Task to carry out - Gather every line from the entries below that includes "outline".

(Saved entries)
··········

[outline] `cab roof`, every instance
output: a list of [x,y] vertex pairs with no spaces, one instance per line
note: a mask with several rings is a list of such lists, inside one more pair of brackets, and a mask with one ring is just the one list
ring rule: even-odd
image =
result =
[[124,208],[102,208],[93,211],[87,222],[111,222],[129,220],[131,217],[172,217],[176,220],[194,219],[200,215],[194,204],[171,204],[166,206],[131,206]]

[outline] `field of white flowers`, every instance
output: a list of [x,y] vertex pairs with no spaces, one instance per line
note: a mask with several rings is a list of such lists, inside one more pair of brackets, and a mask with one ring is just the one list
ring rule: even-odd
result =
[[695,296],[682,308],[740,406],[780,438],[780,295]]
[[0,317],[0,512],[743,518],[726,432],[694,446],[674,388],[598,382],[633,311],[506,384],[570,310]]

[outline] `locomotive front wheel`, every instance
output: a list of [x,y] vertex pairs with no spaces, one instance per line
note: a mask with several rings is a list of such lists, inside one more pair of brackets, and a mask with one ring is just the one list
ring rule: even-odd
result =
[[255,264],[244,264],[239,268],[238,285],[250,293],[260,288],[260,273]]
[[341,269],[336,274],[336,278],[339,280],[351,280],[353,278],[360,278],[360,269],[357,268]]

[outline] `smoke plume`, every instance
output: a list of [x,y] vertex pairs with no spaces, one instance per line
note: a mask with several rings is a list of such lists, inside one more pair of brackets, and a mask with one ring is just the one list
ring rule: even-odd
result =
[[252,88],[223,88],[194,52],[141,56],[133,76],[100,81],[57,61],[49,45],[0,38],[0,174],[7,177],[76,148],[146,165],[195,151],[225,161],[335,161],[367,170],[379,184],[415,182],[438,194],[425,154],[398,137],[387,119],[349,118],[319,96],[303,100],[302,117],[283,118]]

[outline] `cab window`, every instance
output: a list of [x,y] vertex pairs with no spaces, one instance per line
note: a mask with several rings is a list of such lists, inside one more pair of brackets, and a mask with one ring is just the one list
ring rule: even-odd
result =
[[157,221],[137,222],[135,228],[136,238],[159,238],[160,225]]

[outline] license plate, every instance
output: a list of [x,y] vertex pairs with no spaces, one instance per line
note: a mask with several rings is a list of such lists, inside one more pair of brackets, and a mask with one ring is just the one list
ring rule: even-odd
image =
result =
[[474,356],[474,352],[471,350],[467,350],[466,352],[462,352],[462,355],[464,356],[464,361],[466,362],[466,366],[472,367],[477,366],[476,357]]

··········

Answer for the task -
[outline] `cab roof`, every instance
[outline] `field of white flowers`, every instance
[outline] `locomotive front wheel`, every instance
[outline] `smoke plume`, every instance
[outline] `cab window`, every instance
[outline] license plate, every instance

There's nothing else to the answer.